Challenge
Write out the full set of records below exactly.

Dataset rows:
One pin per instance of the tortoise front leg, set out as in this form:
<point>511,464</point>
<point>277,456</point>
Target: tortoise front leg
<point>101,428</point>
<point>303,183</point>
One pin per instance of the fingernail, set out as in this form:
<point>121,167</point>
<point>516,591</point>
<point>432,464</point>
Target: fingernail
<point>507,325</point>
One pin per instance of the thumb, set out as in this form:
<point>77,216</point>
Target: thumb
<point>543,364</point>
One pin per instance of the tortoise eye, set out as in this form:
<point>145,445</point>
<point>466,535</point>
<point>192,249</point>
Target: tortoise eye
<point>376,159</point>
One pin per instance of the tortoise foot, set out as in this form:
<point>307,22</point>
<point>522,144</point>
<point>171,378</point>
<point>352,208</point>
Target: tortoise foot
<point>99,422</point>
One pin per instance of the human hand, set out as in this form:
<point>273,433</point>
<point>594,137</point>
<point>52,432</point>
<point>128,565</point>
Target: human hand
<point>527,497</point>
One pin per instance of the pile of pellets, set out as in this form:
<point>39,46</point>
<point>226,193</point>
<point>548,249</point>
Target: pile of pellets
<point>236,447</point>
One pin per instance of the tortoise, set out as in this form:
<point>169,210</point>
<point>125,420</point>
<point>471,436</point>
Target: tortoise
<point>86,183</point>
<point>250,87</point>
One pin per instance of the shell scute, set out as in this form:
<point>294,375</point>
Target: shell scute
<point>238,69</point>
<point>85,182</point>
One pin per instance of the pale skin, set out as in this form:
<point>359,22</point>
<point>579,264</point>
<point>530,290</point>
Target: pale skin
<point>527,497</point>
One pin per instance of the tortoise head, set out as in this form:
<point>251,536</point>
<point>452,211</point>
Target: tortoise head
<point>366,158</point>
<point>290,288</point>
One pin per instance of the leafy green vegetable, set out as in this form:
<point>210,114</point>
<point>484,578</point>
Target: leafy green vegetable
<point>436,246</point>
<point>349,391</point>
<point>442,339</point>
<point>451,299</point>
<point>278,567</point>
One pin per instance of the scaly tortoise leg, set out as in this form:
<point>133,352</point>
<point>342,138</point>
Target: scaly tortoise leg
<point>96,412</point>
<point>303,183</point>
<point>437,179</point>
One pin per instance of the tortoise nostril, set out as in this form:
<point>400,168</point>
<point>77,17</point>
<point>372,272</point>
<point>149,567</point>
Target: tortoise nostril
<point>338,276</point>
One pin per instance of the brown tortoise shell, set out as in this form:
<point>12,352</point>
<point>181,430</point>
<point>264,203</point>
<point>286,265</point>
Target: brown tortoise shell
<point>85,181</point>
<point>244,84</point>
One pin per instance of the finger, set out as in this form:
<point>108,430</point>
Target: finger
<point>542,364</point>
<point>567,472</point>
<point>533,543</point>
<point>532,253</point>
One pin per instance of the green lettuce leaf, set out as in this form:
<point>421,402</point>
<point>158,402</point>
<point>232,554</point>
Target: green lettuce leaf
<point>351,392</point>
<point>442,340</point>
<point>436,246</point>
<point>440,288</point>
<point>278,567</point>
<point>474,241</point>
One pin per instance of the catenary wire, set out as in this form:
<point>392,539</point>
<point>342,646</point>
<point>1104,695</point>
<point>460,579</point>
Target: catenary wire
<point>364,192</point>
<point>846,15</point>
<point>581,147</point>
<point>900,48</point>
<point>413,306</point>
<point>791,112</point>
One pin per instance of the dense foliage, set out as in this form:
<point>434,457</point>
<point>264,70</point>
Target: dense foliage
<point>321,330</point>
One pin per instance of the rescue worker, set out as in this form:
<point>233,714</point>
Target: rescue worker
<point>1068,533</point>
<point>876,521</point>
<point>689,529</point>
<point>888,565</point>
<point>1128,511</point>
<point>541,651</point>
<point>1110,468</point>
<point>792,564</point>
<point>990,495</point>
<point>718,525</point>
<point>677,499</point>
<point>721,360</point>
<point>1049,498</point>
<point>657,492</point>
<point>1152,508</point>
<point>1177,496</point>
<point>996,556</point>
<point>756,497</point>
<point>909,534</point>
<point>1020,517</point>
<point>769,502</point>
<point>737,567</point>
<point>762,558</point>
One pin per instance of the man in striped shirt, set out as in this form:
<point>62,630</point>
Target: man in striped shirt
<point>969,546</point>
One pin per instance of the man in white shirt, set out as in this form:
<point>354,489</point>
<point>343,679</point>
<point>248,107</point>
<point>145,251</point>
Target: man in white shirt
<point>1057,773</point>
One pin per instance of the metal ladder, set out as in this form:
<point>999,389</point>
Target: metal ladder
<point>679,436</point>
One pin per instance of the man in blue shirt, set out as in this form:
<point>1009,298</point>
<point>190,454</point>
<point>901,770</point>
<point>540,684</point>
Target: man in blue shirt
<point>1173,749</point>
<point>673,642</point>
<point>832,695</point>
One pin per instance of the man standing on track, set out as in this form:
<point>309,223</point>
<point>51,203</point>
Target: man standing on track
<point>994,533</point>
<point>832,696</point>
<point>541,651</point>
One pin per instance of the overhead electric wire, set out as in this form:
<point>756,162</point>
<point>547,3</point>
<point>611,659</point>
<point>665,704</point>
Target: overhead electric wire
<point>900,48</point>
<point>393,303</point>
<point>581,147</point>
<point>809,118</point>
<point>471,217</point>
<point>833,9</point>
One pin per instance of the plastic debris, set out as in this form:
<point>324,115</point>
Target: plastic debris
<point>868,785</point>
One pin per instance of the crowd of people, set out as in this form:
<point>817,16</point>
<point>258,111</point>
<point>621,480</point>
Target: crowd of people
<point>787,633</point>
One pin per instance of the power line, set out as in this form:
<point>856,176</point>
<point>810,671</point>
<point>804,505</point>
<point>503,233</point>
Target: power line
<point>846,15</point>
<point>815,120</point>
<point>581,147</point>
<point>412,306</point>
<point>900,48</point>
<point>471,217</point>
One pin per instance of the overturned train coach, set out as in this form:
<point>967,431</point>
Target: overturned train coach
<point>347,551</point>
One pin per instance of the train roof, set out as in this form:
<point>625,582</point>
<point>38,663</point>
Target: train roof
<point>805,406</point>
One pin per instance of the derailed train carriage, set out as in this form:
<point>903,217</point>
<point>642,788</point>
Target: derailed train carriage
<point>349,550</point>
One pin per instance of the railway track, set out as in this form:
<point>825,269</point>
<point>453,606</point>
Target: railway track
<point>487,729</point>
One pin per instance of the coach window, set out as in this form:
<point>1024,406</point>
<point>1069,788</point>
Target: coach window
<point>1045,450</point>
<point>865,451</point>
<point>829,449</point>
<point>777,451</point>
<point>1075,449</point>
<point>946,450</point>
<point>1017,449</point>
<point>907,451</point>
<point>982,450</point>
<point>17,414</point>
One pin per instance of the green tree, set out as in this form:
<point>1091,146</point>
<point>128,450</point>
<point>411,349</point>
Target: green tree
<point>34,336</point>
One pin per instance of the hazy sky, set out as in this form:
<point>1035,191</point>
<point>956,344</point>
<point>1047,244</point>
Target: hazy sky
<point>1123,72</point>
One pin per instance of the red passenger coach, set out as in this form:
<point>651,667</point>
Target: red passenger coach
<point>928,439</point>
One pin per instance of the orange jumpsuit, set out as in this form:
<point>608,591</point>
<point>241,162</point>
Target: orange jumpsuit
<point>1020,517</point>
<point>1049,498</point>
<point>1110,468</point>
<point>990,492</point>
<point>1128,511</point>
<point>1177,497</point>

Final result
One pin per instance of the tortoise front leg, set out as in this form:
<point>511,464</point>
<point>277,456</point>
Target: tortoise front leg
<point>101,428</point>
<point>303,183</point>
One pin per instance of the fingernail, set out as in this form:
<point>121,167</point>
<point>516,591</point>
<point>432,464</point>
Target: fingernail
<point>507,325</point>
One pin per instance of the thumb, set out as in this form:
<point>77,216</point>
Target: thumb
<point>543,364</point>
One pin per instance of the tortoise eye, set out as in this form:
<point>145,445</point>
<point>466,535</point>
<point>192,249</point>
Target: tortoise eye
<point>376,159</point>
One pin per instance of the tortoise foot, set out as in this form:
<point>307,22</point>
<point>522,144</point>
<point>171,378</point>
<point>352,208</point>
Target: tortoise foot
<point>99,422</point>
One pin per instance of the human hand, set out as in this form:
<point>273,433</point>
<point>594,137</point>
<point>52,432</point>
<point>128,565</point>
Target: human hand
<point>527,497</point>
One pin per instance of the pile of pellets, set out as in this form:
<point>39,46</point>
<point>226,193</point>
<point>548,249</point>
Target: pile of pellets
<point>236,447</point>
One pin per instance of the tortoise, set out as in this form:
<point>169,210</point>
<point>125,420</point>
<point>471,436</point>
Target: tortoise
<point>86,183</point>
<point>250,87</point>
One pin per instance of the shell scute, set out as in this form:
<point>294,375</point>
Target: shell scute
<point>238,69</point>
<point>85,182</point>
One pin per instance of the pale skin, set out as in this form:
<point>359,22</point>
<point>579,264</point>
<point>530,290</point>
Target: pale skin
<point>527,497</point>
One pin per instance of the tortoise head, set out as in this form:
<point>251,536</point>
<point>452,211</point>
Target: tortoise head
<point>366,158</point>
<point>290,288</point>
One pin per instance of the leafy green vegetable, set out as in this form:
<point>210,114</point>
<point>484,578</point>
Target: leafy green vegetable
<point>436,246</point>
<point>349,391</point>
<point>442,339</point>
<point>451,299</point>
<point>278,567</point>
One pin per instance of the scaly tortoise leg, set out as in this form:
<point>133,352</point>
<point>342,138</point>
Target: scaly tortoise leg
<point>96,412</point>
<point>303,183</point>
<point>437,179</point>
One pin per instance of the tortoise nostril, set out as in this form:
<point>400,168</point>
<point>77,17</point>
<point>372,272</point>
<point>149,567</point>
Target: tortoise nostril
<point>338,276</point>
One pin per instance of the brown tortoise shell, set out as in this form:
<point>12,352</point>
<point>181,430</point>
<point>264,203</point>
<point>286,265</point>
Target: brown tortoise shell
<point>85,181</point>
<point>244,84</point>
One pin per instance of the finger, set out as in this form:
<point>108,430</point>
Target: finger
<point>542,364</point>
<point>567,472</point>
<point>533,543</point>
<point>532,253</point>
One pin per instance of the green lettuce leaf, set out as in this form:
<point>421,402</point>
<point>158,402</point>
<point>232,554</point>
Target: green lettuce leaf
<point>351,392</point>
<point>442,340</point>
<point>436,246</point>
<point>440,288</point>
<point>278,567</point>
<point>474,241</point>
One pin per instance of the catenary wire, set out as in this form:
<point>392,539</point>
<point>342,646</point>
<point>1104,695</point>
<point>460,579</point>
Target: catenary wire
<point>364,192</point>
<point>846,15</point>
<point>581,147</point>
<point>900,48</point>
<point>413,306</point>
<point>791,112</point>
One pin per instance of the dense foliage, set out as in this form:
<point>434,457</point>
<point>264,70</point>
Target: dense foliage
<point>321,330</point>
One pin per instance of the rescue worker, set out as in this form:
<point>233,714</point>
Target: rescue worker
<point>1068,533</point>
<point>876,521</point>
<point>689,529</point>
<point>888,565</point>
<point>1128,511</point>
<point>541,651</point>
<point>1110,468</point>
<point>792,564</point>
<point>990,495</point>
<point>718,525</point>
<point>677,499</point>
<point>721,360</point>
<point>1049,498</point>
<point>657,492</point>
<point>1152,508</point>
<point>1177,496</point>
<point>996,556</point>
<point>756,497</point>
<point>909,534</point>
<point>1020,517</point>
<point>769,502</point>
<point>737,567</point>
<point>762,558</point>
One pin per instance of the man in striped shirt, set out as in this form:
<point>62,630</point>
Target: man in striped shirt
<point>969,546</point>
One pin per instance of the man in white shirt, set out as in this form:
<point>354,489</point>
<point>343,679</point>
<point>248,107</point>
<point>145,251</point>
Target: man in white shirt
<point>1057,773</point>
One pin per instance of the metal ladder, set out as in this form:
<point>999,389</point>
Target: metal ladder
<point>679,436</point>
One pin per instance of the man in blue shirt, set out as in this form:
<point>1009,298</point>
<point>190,454</point>
<point>901,770</point>
<point>540,684</point>
Target: man in blue shirt
<point>1173,749</point>
<point>673,642</point>
<point>832,695</point>
One pin per instance of the man standing on track, set out as in this form:
<point>309,223</point>
<point>51,203</point>
Target: man standing on track
<point>994,533</point>
<point>832,696</point>
<point>541,651</point>
One pin per instance of the overhead electric wire, set out as in this form:
<point>756,162</point>
<point>547,3</point>
<point>611,659</point>
<point>665,704</point>
Target: overhead electric wire
<point>900,48</point>
<point>393,303</point>
<point>581,147</point>
<point>809,118</point>
<point>471,217</point>
<point>833,9</point>
One pin per instance of the plastic debris, set out as in this form:
<point>324,115</point>
Target: plastic debris
<point>868,785</point>
One pin per instance of the crowd of people, set out as in this form:
<point>817,16</point>
<point>258,111</point>
<point>621,480</point>
Target: crowd of people
<point>787,633</point>
One pin per instance of the power line, set out as in this form:
<point>856,176</point>
<point>810,671</point>
<point>804,505</point>
<point>503,233</point>
Target: power line
<point>846,15</point>
<point>815,120</point>
<point>581,147</point>
<point>412,306</point>
<point>900,48</point>
<point>471,217</point>
One pin per instance of the overturned train coach, set out as in this form:
<point>967,431</point>
Target: overturned train coach
<point>347,551</point>
One pin per instance of the train roof, set out as in this form:
<point>625,582</point>
<point>38,663</point>
Target: train roof
<point>805,406</point>
One pin per instance of the derailed train carriage, set out as in this form:
<point>903,217</point>
<point>642,788</point>
Target: derailed train carriage
<point>349,550</point>
One pin per instance of the railway track, set out as in this form:
<point>825,269</point>
<point>453,606</point>
Target: railway track
<point>487,729</point>
One pin per instance of the coach window, set out as in this form:
<point>1024,406</point>
<point>1069,788</point>
Target: coach window
<point>1045,450</point>
<point>865,451</point>
<point>829,449</point>
<point>777,451</point>
<point>1075,449</point>
<point>946,450</point>
<point>1017,449</point>
<point>907,451</point>
<point>982,450</point>
<point>17,414</point>
One pin per instance of the green tree, set out as in this form:
<point>1091,146</point>
<point>128,450</point>
<point>411,349</point>
Target: green tree
<point>34,336</point>
One pin per instance of the hazy sky, set out as in this form:
<point>1035,191</point>
<point>956,344</point>
<point>1047,244</point>
Target: hazy sky
<point>1123,72</point>
One pin per instance of the red passenger coach, set out as in this form:
<point>651,667</point>
Target: red passenger coach
<point>928,439</point>
One pin per instance of the orange jumpsuit, set out as in this form:
<point>608,591</point>
<point>241,162</point>
Target: orange jumpsuit
<point>1020,517</point>
<point>1049,498</point>
<point>1110,468</point>
<point>990,492</point>
<point>1128,511</point>
<point>1177,497</point>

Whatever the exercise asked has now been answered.